== TEXTO ==

En su caso, gracias a que Mario la alentó, ella todos los días sale de casa, toma taxis, entra a comercios, deambula por la plaza, va por su hija a la escuela, cocina, y practica el braille. No quita el dedo del renglón en esto último, porque me dice riendo, aún hay dos letras de este sistema que le hacen la vida imposible porque en el tacto son como un espejo y las confunde, la ñ y la q.
Otra cosa que la confunde, me deja ver, es el tema de la inclusión, dice que es un concepto que constantemente escucha en los discursos políticos pero que siente no llega a su realidad, porque ella, siendo ciega, todos los días tiene que sortear, armada sólo con su bastón, banquetas invadidas por el comercio informal, la falta de oportunidades laborales, cero apoyo gubernamental y la discriminación social.
“Entonces ¿Dónde está la inclusión?”, reflexiona Zaida, y Mario, su profe de braille y amigo, respalda su cuestión. Ese día, con ella, concluiría su jornada.
UN DÍA ESPECIAL EN EL SALÓN LUIS BRAILLE
Pasadas las ocho de la mañana, una mujer de saco rojo entra al salón Luis Braille, ahí estamos el profe y yo. Mi voz le resulta ajena, por eso Mario le explica quién soy.
“Se llama Daniela y vino a hacer un reportaje”. Ella también se presenta, se llama Brígida y tiene 64 años. Trae un pastel en las manos, ese día, me entero, celebrarán un cumpleaños.
Ella perdió la vista de manera repentina, padeció lo mismo que el profe Mario, desprendimiento de retina. El médico, recuerda, describió su caso como un caso fortuito, “me dijo, ‘es como si se hubiera sacado la lotería’”.
Desde entonces, la mujer que disfrutaba de leer en tinta, en ese salón donde estamos, quizá de cinco por cuatro, ha adquirido nuevas herramientas para aprender a "ver" el mundo de otra manera.
Gracias al profe, por ejemplo, ahora sale sola de su casa, algo que antes no se atrevía a hacer y menos luego de que falleciera su esposo. "El profesor nos saca a caminar. Vamos a dar la vuelta y nos enseña a cómo abrirnos paso".

===
== DATOS ==

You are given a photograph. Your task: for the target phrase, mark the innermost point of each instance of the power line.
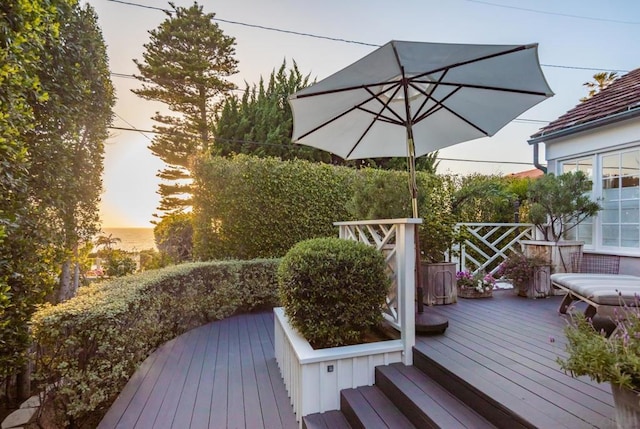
(316, 36)
(133, 127)
(141, 5)
(543, 12)
(302, 147)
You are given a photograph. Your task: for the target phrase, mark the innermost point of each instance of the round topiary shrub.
(332, 290)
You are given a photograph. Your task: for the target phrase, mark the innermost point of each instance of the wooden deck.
(221, 375)
(506, 347)
(224, 374)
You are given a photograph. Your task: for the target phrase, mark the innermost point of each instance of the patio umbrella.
(407, 99)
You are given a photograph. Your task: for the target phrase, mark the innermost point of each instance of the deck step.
(327, 420)
(423, 401)
(368, 407)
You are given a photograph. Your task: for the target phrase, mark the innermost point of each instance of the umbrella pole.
(413, 188)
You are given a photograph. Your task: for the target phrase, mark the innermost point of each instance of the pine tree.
(185, 66)
(261, 122)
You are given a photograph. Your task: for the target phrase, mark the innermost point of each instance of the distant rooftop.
(619, 100)
(528, 174)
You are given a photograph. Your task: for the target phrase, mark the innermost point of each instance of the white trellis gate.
(395, 238)
(488, 244)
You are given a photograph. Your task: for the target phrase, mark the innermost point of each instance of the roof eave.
(622, 116)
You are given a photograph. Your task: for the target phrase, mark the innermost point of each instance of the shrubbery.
(89, 346)
(332, 290)
(247, 207)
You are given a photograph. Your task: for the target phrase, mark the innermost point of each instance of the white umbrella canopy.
(448, 94)
(407, 99)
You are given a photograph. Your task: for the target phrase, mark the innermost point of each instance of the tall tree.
(261, 122)
(185, 66)
(600, 81)
(66, 104)
(25, 26)
(73, 125)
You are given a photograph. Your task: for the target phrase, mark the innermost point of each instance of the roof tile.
(622, 95)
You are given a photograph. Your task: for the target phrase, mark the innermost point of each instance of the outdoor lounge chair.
(603, 293)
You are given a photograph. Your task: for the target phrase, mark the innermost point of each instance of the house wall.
(608, 138)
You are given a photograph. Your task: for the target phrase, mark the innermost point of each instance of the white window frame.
(597, 193)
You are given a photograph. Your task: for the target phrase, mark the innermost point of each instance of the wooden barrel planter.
(439, 283)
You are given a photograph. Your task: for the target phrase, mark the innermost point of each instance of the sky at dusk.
(577, 38)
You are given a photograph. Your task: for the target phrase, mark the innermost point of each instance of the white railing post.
(396, 239)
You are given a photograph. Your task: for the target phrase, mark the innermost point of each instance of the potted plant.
(558, 204)
(382, 194)
(614, 359)
(332, 292)
(528, 274)
(475, 285)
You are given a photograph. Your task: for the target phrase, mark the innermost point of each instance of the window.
(621, 199)
(616, 178)
(584, 231)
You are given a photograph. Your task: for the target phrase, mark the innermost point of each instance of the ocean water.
(132, 239)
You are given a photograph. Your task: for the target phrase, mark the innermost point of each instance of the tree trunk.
(23, 382)
(65, 290)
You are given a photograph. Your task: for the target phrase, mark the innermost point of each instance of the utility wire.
(302, 147)
(544, 12)
(316, 36)
(133, 128)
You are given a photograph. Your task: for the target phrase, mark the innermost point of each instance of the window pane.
(611, 194)
(629, 212)
(630, 163)
(610, 235)
(630, 236)
(610, 215)
(610, 166)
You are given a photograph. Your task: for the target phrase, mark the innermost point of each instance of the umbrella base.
(428, 323)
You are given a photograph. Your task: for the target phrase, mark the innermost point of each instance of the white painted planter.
(314, 378)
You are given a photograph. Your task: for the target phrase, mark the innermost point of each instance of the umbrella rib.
(428, 96)
(335, 118)
(475, 60)
(490, 88)
(376, 116)
(442, 106)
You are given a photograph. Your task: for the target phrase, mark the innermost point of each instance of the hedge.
(247, 207)
(333, 290)
(89, 346)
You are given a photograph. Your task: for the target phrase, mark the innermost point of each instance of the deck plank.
(201, 409)
(507, 342)
(218, 405)
(224, 374)
(267, 401)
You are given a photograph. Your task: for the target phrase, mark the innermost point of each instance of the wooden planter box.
(439, 283)
(465, 292)
(539, 286)
(314, 378)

===

Cita sin cambios el fragmento del reportaje sobre el salón Luis Braille comprendido entre “Otra cosa que” y “explica quién soy.”, ambos incluidos.

Otra cosa que la confunde, me deja ver, es el tema de la inclusión, dice que es un concepto que constantemente escucha en los discursos políticos pero que siente no llega a su realidad, porque ella, siendo ciega, todos los días tiene que sortear, armada sólo con su bastón, banquetas invadidas por el comercio informal, la falta de oportunidades laborales, cero apoyo gubernamental y la discriminación social.
“Entonces ¿Dónde está la inclusión?”, reflexiona Zaida, y Mario, su profe de braille y amigo, respalda su cuestión. Ese día, con ella, concluiría su jornada.
UN DÍA ESPECIAL EN EL SALÓN LUIS BRAILLE
Pasadas las ocho de la mañana, una mujer de saco rojo entra al salón Luis Braille, ahí estamos el profe y yo. Mi voz le resulta ajena, por eso Mario le explica quién soy.